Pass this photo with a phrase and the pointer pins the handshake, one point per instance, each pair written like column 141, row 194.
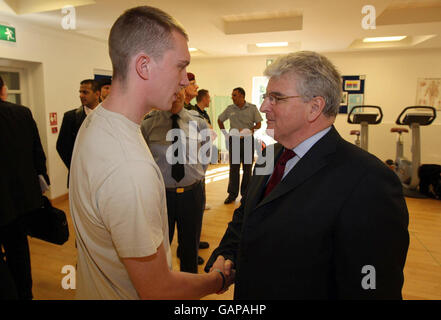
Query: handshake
column 225, row 269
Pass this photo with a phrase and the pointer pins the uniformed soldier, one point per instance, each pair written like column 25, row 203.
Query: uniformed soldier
column 245, row 118
column 183, row 180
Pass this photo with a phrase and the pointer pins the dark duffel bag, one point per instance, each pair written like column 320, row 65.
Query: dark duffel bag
column 430, row 180
column 48, row 223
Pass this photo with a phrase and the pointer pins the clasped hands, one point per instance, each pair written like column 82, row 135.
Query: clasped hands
column 226, row 268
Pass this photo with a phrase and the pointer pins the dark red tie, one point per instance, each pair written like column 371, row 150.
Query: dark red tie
column 279, row 170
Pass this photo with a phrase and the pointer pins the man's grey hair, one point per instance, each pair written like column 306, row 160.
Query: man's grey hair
column 140, row 29
column 316, row 76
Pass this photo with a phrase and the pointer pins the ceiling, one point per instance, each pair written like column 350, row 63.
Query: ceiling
column 220, row 28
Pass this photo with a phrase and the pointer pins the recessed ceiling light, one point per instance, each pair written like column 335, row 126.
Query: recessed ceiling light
column 384, row 39
column 272, row 44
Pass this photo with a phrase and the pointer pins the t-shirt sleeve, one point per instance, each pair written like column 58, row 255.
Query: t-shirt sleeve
column 130, row 202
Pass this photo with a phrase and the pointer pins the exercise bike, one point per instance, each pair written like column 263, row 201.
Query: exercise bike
column 407, row 170
column 364, row 119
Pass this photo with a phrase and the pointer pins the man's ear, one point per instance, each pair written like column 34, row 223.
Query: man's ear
column 142, row 65
column 317, row 105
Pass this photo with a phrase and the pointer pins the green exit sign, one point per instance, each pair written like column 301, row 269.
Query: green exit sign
column 7, row 33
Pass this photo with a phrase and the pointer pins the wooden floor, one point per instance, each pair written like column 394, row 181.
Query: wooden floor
column 422, row 270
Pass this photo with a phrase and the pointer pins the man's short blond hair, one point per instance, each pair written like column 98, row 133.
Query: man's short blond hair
column 316, row 75
column 140, row 29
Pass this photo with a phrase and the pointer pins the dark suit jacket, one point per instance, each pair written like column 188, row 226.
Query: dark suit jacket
column 22, row 159
column 338, row 210
column 70, row 126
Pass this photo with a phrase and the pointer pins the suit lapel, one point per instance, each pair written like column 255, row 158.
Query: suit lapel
column 258, row 182
column 309, row 164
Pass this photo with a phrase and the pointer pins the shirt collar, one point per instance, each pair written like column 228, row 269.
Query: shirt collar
column 246, row 105
column 304, row 147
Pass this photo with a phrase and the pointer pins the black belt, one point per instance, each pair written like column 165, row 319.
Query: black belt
column 183, row 189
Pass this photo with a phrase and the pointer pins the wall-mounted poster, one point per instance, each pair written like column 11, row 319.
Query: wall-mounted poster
column 352, row 92
column 344, row 98
column 355, row 100
column 429, row 92
column 352, row 85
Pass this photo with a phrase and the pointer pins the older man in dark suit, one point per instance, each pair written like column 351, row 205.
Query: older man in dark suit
column 72, row 120
column 330, row 222
column 22, row 160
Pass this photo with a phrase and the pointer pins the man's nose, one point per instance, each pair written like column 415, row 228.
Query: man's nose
column 265, row 107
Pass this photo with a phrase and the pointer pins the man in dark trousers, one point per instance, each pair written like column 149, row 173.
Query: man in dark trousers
column 22, row 161
column 330, row 220
column 184, row 189
column 89, row 95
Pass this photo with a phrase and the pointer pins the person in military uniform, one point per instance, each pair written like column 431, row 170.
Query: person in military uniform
column 184, row 179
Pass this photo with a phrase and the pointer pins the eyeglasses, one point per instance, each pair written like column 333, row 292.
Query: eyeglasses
column 273, row 99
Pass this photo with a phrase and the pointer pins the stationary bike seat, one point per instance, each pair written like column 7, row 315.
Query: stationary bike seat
column 399, row 130
column 355, row 132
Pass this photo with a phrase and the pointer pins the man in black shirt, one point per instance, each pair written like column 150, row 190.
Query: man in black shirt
column 191, row 91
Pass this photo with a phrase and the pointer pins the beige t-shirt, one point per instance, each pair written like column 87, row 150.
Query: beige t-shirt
column 117, row 202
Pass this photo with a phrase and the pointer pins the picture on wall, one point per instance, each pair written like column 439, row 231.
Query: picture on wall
column 352, row 92
column 355, row 100
column 344, row 98
column 429, row 92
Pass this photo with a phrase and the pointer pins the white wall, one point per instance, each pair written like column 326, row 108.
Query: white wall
column 391, row 79
column 56, row 62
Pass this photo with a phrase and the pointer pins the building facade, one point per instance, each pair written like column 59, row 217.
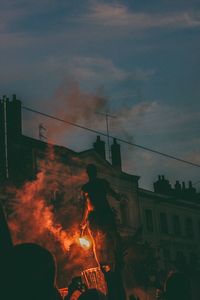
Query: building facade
column 169, row 217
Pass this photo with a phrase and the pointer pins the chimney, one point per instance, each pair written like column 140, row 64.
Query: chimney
column 177, row 187
column 116, row 155
column 99, row 147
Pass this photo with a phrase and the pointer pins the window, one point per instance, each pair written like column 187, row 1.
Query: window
column 166, row 254
column 124, row 214
column 199, row 228
column 149, row 220
column 189, row 228
column 163, row 223
column 176, row 225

..............................

Reproduce, character for character, the portion of the records that opens with the line containing "335, row 126." and closes with the line containing "column 130, row 202". Include both of those boundary lines.

-- TASK ANSWER --
Pass this photo with a phrase and the pointer pins the recessed ceiling light, one point per instance, each pair written like column 335, row 126.
Query: recessed ceiling light
column 384, row 39
column 272, row 44
Pass this photo with a phrase and the pointer pins the t-shirt sleeve, one point per instance, each pair written like column 58, row 255.
Query: t-shirt sleeve
column 130, row 202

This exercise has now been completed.